Mr. Chair, I look at this and I feel that 12 weeks for parents who have lost a child is pretty darn reasonable, having gone through it myself in August. This has nothing to do with a crime being committed. This actually specifically mentions “including in cases of perinatal death.” There are a lot of things that can happen in an operating room or a delivery room where a child could be stillborn.
I had parents in my constituency office just last week, speaking to Blake's motion 110 and asking what they could do to advocate on behalf of parents who are asking for bereavement leave, specifically so they can bury their child and have time with their family.
I know it took me the better part of two months before I could return to work. You have to bury your child. You have memorial services. You have to talk to your family members. You may have other siblings of the child that you have to take care of. This is broader, too. This also includes other family members who you want to talk to, and you want to settle everything to do with their schooling, everything to do with, let's say, a memorial service and with the costs associated with it.
I think 12 weeks is the minimum we could offer parents who are burying a child. I know that, in my case, we don't have fixed leave for parliamentarians, and I didn't complain. I got back to work. I was answering emails when I could, and I did so. I don't think 12 weeks is too much to ask for when a death occurs. It's a huge thing to happen to a family, to lose a child, especially when there are siblings involved, so I don't think it's a lot to ask for this to be included.

+--

▸ Tasks to carry out:
1) Using the remarks on bereavement leave, decide whether each statement agrees with them, answering yes or no and quoting the deciding words: (a) The speaker needed close to two months before going back to work. (b) Parliamentarians have a fixed leave period. (c) The provision under discussion mentions perinatal death.
2) Reproduce the remarks on bereavement leave from "I had parents" up to and including "associated with it.".
3) Carry the remarks on bereavement leave forward past their final sentence.

▸ Data provided:
+--

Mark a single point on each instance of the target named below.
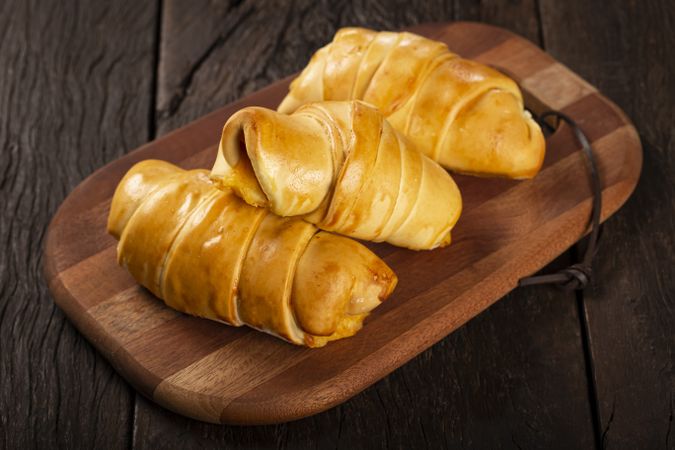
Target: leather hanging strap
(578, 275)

+--

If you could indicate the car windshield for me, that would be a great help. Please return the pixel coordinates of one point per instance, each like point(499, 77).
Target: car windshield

+--

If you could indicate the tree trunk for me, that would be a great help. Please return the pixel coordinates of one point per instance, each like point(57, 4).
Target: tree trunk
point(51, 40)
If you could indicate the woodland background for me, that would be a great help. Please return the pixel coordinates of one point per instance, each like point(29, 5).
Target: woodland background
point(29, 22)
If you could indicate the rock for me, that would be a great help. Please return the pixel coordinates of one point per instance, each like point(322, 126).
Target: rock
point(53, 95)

+--

▸ Answer section:
1)
(a) Yes: "it took me the better part of two months before I could return to work"
(b) No: "we don't have fixed leave for parliamentarians"
(c) Yes: "including in cases of perinatal death."

2)
I had parents in my constituency office just last week, speaking to Blake's motion 110 and asking what they could do to advocate on behalf of parents who are asking for bereavement leave, specifically so they can bury their child and have time with their family.
I know it took me the better part of two months before I could return to work. You have to bury your child. You have memorial services. You have to talk to your family members. You may have other siblings of the child that you have to take care of. This is broader, too. This also includes other family members who you want to talk to, and you want to settle everything to do with their schooling, everything to do with, let's say, a memorial service and with the costs associated with it.

3)
There are other parliamentarians who have been working on issues associated with this. Laws are supposed to adjust for society, and in society today there are plenty of parents who are having to bury their children for different reasons, whether it's because of a stillbirth, a very late miscarriage or, in certain cases, medical mistakes or a medical cause for their passing.
Every single parent you talk to.... I've talked to a great deal of them over the past three or four months, people who have reached out to me, some in person, like Ashley in my riding whose three-year-old son Noah drowned in Florida last year. She's still bereaved. This is a year after the fact and she's still crushed by what happened. You can't blame her for that. Expecting her to return to work and apply for medical absences.... This is not a medical absence. This is bereavement leave, something entirely different.
I would look for us to be compassionate, to extend these 12 weeks to parents, to do it on their behalf. The laws are supposed to adjust to people and not force people to adjust to them. We're here for our constituents. We're here for people. We're here for parents. It should work the other way around. We should adjust the law so that it suits them.
Those are the points that I want to put on the record.